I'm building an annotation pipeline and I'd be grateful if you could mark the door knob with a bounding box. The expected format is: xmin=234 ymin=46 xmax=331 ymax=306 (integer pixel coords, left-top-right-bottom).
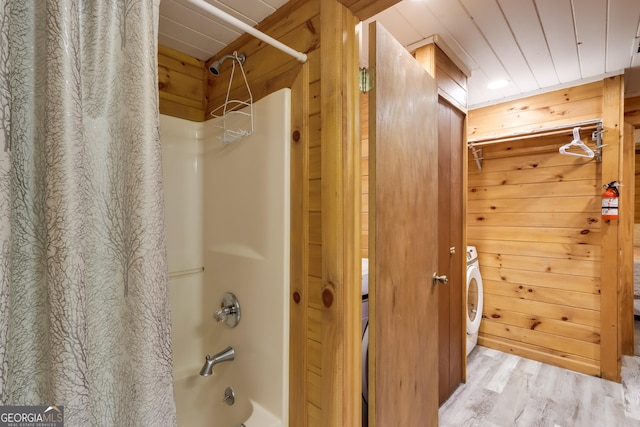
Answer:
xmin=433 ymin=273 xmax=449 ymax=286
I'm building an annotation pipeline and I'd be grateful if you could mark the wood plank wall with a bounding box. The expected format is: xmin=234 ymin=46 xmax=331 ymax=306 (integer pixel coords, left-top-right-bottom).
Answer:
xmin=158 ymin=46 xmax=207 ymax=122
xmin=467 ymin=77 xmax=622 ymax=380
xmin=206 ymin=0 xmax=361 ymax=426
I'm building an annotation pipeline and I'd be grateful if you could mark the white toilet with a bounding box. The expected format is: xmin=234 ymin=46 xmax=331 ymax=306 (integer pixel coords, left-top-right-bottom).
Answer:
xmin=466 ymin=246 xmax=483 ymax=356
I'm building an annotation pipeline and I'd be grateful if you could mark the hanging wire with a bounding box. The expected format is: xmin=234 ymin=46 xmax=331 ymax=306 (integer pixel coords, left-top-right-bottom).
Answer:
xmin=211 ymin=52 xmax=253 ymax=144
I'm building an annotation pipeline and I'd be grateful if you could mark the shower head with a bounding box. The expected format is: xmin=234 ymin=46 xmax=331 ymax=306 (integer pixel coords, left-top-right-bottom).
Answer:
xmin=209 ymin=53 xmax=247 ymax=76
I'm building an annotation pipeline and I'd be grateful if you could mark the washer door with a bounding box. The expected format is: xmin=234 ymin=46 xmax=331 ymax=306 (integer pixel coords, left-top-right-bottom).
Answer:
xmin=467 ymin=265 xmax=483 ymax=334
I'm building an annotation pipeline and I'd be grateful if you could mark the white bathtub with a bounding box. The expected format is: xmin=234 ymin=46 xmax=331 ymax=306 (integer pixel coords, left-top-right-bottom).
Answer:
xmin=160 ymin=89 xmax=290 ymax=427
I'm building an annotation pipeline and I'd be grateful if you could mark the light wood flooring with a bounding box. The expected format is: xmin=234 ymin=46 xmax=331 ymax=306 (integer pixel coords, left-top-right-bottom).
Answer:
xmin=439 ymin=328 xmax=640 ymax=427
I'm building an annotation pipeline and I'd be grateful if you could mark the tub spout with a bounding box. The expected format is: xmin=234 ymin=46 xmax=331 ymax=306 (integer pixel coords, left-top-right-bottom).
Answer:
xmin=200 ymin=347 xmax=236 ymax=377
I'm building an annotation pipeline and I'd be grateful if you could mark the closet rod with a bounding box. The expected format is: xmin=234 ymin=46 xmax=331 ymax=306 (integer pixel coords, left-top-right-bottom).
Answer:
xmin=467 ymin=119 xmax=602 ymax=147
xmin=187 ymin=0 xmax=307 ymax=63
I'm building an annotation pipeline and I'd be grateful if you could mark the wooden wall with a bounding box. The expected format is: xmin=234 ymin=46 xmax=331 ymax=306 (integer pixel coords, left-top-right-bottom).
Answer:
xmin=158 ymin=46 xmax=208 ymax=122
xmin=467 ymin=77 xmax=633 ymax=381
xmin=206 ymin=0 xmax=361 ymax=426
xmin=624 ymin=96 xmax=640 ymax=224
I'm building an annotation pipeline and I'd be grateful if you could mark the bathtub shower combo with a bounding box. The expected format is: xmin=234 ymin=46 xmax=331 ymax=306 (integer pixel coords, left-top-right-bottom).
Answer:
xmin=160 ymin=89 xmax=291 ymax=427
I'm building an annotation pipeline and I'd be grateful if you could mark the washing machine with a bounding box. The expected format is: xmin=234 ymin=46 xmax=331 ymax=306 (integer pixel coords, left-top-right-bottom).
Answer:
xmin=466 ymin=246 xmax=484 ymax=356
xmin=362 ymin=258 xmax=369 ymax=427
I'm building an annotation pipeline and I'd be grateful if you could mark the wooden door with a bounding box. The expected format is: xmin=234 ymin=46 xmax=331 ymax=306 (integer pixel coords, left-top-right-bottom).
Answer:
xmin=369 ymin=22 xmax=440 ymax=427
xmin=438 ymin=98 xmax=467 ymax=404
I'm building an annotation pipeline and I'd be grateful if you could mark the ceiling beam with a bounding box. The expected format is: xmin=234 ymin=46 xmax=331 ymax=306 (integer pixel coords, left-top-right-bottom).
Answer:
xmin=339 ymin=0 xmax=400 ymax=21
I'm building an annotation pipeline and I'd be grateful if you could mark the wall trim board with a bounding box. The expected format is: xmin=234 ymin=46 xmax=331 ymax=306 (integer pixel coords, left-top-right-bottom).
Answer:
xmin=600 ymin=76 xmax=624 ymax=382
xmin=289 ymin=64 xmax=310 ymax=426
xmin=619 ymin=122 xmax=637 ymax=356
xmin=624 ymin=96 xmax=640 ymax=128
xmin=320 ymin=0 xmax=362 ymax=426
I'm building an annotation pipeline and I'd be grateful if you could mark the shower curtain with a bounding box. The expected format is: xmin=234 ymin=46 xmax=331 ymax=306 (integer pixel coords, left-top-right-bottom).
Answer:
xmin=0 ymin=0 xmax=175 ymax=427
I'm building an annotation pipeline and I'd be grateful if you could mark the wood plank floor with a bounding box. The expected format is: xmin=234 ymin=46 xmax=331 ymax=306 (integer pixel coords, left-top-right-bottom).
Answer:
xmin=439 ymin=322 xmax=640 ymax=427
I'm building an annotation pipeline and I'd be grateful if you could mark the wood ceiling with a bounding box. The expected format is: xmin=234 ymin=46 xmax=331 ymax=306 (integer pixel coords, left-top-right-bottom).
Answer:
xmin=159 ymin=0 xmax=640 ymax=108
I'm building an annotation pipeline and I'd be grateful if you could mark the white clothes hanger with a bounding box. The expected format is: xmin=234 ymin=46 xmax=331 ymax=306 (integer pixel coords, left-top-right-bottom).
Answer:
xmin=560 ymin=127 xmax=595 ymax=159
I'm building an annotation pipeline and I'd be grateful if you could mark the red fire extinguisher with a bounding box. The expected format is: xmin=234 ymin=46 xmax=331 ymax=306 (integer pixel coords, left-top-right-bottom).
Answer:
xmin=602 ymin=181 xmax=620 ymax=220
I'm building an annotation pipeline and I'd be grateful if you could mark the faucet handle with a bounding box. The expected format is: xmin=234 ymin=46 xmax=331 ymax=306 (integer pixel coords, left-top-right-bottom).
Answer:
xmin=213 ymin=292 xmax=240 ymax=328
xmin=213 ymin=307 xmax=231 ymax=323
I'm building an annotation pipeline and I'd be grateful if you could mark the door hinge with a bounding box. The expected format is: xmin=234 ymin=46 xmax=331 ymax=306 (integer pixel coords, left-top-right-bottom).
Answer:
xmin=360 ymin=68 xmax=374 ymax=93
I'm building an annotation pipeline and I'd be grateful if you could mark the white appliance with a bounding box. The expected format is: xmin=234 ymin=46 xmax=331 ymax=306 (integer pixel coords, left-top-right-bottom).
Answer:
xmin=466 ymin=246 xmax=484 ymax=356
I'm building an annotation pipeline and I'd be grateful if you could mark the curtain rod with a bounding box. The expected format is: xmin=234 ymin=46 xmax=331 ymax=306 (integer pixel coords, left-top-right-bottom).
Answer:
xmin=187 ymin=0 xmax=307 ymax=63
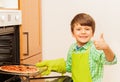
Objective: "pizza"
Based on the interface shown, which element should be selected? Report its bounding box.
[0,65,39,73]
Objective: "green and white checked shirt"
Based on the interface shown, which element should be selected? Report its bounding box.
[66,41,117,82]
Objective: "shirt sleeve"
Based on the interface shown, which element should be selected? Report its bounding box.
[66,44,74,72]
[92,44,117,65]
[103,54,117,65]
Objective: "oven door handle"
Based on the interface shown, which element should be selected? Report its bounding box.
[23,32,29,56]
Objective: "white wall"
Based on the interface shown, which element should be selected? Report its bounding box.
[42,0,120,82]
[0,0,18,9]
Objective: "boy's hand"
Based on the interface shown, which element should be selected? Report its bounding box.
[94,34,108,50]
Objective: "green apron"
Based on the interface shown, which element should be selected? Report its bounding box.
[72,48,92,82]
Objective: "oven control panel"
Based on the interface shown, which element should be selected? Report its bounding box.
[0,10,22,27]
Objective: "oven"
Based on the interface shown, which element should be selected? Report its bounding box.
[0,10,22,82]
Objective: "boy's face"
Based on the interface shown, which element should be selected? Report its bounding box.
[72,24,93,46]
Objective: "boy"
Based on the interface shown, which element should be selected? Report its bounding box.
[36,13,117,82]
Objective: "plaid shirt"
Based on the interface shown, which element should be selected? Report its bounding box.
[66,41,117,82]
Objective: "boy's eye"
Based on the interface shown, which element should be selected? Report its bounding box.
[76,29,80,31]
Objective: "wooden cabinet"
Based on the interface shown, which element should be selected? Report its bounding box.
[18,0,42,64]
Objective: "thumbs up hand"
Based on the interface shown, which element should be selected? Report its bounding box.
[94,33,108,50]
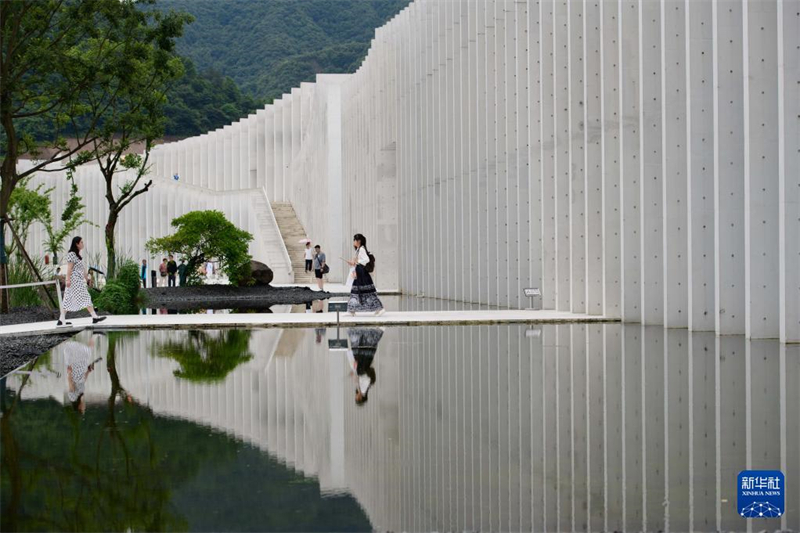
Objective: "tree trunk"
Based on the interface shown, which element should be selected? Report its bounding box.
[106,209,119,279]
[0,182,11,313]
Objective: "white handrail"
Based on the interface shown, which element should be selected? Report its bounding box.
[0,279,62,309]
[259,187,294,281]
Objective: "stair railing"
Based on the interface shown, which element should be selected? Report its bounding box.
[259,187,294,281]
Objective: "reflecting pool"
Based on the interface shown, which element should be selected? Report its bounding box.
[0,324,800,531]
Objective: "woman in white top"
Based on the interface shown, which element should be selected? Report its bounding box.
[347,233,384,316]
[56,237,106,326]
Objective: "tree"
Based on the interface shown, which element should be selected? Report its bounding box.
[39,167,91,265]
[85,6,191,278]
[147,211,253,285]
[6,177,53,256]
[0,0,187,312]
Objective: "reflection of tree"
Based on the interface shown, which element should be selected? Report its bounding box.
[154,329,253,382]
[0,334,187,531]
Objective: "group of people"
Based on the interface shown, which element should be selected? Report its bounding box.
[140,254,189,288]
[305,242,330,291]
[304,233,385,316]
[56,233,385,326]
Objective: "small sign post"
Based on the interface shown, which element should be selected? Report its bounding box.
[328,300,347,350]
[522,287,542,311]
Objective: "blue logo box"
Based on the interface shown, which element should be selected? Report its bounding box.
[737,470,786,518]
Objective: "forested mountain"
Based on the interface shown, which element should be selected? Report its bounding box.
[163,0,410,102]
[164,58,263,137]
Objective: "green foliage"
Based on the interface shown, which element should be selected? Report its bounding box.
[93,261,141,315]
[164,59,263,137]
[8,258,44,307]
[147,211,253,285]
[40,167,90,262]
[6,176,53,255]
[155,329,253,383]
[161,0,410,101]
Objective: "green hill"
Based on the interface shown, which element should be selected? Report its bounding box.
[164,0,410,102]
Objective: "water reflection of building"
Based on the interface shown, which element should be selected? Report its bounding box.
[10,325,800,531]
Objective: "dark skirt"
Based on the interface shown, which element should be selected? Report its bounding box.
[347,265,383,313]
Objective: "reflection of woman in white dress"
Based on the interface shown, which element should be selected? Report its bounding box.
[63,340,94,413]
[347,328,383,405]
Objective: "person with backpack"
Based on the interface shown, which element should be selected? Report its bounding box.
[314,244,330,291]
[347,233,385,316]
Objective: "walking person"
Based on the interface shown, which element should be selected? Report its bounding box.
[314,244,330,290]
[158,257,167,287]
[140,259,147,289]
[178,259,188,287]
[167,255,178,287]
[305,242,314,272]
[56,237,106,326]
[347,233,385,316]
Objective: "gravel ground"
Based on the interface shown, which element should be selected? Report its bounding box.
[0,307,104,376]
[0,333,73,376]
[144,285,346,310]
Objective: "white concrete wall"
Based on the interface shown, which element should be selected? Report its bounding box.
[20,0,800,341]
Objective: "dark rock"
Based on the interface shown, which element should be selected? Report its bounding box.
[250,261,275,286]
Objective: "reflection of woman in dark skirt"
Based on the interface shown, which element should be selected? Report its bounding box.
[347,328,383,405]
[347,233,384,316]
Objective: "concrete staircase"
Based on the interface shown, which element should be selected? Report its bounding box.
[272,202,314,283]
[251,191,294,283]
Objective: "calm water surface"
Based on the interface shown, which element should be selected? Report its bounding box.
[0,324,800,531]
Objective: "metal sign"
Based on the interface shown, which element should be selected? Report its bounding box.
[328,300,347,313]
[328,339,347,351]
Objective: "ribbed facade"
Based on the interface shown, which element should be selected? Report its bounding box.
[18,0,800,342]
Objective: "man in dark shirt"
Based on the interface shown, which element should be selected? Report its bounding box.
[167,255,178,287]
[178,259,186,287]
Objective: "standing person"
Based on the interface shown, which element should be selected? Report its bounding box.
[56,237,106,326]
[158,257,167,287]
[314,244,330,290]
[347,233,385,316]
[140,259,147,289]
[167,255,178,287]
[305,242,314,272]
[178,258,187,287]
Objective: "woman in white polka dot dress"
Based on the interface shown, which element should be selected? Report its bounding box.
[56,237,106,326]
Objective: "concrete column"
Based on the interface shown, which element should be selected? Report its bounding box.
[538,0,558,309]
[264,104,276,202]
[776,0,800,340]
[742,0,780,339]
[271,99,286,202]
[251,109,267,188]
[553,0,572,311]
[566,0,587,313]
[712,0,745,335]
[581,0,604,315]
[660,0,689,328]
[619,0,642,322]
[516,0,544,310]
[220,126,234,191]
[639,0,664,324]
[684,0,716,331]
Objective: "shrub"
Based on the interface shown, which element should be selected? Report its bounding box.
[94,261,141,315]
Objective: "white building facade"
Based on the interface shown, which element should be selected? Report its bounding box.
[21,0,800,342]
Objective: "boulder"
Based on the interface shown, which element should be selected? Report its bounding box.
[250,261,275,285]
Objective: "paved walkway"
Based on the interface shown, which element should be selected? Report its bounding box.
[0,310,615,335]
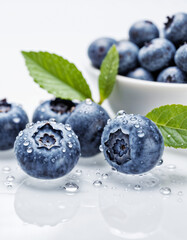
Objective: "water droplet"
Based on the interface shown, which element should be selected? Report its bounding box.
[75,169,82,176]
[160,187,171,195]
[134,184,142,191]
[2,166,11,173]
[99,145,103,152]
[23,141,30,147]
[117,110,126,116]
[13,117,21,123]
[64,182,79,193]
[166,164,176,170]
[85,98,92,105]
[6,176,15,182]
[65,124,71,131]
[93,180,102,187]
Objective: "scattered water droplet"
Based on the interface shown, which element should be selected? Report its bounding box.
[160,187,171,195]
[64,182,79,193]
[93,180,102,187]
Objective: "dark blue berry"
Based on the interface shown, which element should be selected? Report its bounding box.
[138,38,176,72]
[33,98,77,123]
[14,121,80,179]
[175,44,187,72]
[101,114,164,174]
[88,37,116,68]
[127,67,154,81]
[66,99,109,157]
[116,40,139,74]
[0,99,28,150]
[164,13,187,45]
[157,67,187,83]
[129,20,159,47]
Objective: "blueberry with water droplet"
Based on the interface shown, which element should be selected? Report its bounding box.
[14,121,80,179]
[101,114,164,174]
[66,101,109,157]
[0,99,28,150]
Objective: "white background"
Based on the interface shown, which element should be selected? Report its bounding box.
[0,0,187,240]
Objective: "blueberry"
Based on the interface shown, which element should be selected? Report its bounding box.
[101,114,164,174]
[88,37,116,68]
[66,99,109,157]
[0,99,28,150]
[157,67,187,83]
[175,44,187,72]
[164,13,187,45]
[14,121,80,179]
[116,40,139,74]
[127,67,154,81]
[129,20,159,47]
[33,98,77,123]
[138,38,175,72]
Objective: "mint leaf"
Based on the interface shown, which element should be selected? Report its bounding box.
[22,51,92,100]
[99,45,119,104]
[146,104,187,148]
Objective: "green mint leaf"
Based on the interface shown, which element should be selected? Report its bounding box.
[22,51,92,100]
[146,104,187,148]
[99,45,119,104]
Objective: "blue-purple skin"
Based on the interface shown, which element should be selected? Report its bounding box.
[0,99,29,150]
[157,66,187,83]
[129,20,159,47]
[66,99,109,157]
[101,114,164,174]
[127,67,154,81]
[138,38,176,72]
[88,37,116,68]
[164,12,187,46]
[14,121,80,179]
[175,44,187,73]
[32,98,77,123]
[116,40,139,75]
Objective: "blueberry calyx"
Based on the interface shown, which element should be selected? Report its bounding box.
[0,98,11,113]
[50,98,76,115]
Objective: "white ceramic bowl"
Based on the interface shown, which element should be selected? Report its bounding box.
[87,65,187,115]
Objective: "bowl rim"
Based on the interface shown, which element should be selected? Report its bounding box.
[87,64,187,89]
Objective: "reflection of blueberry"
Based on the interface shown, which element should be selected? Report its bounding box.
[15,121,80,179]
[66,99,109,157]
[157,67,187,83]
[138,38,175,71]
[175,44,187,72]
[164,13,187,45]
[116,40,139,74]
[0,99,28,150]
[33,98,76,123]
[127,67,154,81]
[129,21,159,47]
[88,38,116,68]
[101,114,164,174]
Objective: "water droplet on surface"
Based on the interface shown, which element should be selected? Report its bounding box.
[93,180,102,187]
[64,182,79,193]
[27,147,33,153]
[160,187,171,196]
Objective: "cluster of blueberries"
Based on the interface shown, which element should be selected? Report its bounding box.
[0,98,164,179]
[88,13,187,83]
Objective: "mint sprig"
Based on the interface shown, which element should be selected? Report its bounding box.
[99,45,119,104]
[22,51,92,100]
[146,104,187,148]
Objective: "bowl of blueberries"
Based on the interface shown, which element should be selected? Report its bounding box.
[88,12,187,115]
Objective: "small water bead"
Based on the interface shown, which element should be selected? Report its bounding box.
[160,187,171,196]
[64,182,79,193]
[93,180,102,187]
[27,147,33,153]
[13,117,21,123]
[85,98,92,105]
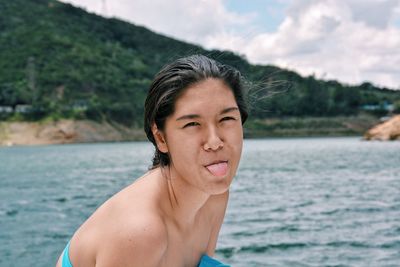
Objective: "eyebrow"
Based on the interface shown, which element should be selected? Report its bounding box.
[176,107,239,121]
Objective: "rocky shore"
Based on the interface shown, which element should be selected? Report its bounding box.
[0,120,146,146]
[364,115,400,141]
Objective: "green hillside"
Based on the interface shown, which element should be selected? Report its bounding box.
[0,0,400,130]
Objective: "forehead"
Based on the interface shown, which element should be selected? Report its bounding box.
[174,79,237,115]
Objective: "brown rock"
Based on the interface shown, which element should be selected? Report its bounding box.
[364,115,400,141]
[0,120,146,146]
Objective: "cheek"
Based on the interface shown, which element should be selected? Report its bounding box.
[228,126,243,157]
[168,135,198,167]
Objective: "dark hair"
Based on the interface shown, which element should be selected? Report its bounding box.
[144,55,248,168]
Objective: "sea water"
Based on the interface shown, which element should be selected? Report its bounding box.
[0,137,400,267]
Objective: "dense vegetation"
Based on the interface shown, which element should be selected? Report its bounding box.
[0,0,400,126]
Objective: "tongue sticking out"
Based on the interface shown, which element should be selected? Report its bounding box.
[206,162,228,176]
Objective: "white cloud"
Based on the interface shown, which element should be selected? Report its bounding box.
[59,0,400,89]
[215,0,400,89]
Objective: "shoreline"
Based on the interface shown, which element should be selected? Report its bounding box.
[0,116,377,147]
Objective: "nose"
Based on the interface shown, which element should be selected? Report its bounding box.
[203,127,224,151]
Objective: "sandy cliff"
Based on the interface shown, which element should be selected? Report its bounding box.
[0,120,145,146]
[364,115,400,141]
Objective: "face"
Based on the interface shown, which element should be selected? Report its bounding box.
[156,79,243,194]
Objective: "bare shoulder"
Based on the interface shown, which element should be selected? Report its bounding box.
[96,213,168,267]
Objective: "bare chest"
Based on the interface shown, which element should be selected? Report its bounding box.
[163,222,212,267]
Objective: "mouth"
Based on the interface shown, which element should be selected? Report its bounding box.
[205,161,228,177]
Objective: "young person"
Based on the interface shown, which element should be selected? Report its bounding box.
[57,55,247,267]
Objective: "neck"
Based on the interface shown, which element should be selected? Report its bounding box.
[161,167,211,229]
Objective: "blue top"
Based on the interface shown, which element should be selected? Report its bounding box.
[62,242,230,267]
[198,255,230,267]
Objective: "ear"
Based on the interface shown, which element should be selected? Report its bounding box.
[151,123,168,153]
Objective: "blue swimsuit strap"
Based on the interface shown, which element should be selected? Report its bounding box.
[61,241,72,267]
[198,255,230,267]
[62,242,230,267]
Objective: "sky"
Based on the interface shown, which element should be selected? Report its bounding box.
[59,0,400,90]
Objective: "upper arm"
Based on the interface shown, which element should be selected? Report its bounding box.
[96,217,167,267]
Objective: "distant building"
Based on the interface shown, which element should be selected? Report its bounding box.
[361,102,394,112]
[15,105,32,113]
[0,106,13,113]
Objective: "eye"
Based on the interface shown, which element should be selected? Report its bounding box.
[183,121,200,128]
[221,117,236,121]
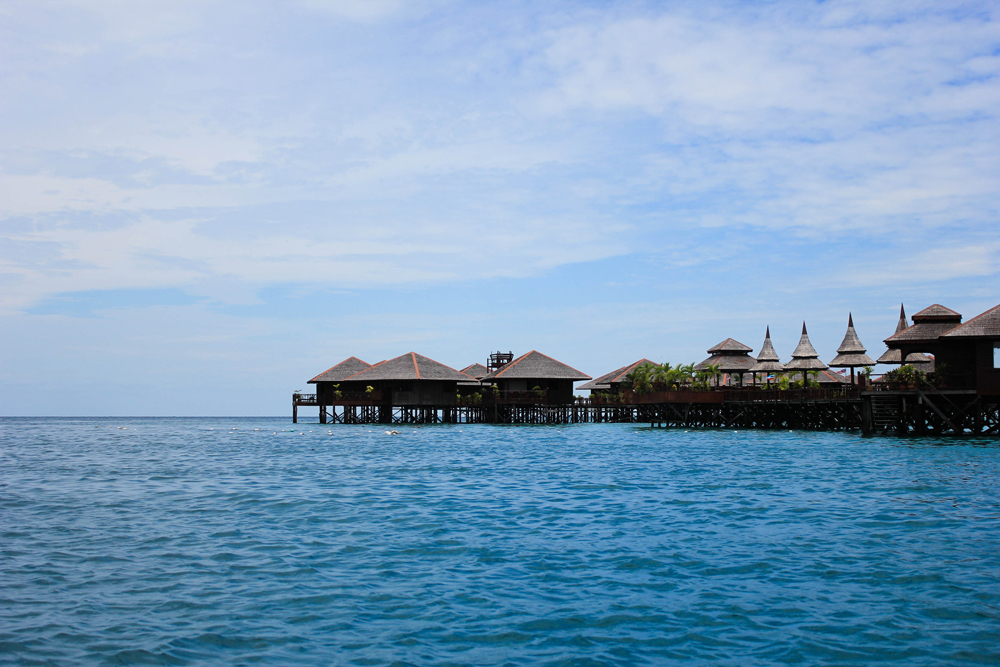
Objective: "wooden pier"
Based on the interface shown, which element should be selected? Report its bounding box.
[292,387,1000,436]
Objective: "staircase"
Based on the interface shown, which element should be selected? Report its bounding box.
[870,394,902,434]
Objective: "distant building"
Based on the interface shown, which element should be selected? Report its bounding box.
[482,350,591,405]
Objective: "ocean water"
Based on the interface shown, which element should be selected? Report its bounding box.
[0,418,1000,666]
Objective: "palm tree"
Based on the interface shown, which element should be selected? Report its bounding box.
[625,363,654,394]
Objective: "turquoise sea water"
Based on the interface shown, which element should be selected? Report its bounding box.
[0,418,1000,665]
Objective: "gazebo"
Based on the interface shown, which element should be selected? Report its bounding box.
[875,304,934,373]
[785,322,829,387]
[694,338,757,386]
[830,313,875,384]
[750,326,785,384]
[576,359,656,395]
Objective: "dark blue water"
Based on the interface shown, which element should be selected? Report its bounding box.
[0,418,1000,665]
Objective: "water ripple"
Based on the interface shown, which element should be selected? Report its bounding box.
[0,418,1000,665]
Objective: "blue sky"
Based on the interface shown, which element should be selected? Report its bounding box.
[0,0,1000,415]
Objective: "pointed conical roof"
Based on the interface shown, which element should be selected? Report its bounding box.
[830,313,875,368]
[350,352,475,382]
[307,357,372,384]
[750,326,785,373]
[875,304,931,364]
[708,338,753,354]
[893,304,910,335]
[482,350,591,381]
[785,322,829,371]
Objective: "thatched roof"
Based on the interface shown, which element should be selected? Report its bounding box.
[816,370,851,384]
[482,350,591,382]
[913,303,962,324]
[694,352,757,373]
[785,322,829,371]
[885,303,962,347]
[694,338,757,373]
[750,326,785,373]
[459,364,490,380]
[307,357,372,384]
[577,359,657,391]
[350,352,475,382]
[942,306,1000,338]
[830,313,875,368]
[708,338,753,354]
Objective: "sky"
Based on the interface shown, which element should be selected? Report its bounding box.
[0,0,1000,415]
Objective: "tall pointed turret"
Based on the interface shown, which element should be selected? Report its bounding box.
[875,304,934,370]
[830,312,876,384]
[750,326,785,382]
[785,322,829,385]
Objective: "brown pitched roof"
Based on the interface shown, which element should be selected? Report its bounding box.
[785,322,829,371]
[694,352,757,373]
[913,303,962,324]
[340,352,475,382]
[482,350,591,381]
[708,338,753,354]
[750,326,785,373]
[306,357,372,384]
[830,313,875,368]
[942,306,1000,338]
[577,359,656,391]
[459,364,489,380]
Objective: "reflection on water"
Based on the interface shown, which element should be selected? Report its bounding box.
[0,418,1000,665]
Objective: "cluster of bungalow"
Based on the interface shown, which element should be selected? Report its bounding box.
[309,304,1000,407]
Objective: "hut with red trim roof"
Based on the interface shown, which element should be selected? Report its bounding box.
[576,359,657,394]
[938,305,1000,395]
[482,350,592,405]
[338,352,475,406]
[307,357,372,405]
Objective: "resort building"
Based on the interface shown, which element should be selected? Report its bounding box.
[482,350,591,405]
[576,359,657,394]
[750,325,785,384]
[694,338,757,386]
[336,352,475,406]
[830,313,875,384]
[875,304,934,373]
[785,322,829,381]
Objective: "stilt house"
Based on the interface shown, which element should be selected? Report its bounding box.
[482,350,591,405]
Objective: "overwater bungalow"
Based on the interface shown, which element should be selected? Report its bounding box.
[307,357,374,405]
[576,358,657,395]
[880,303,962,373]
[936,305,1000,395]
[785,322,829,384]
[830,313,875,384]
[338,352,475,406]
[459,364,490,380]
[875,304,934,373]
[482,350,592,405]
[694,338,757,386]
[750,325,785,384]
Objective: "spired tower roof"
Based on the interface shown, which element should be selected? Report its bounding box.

■ ■ ■ ■ ■ ■ ■

- [Stated task]: Pull out every line above that contains the string "mint", copying each one in full. Matching is case-sensitive.

- [Worked answer]:
Objective: "mint leaf"
Objective: "green mint leaf"
Objective: "mint sprig"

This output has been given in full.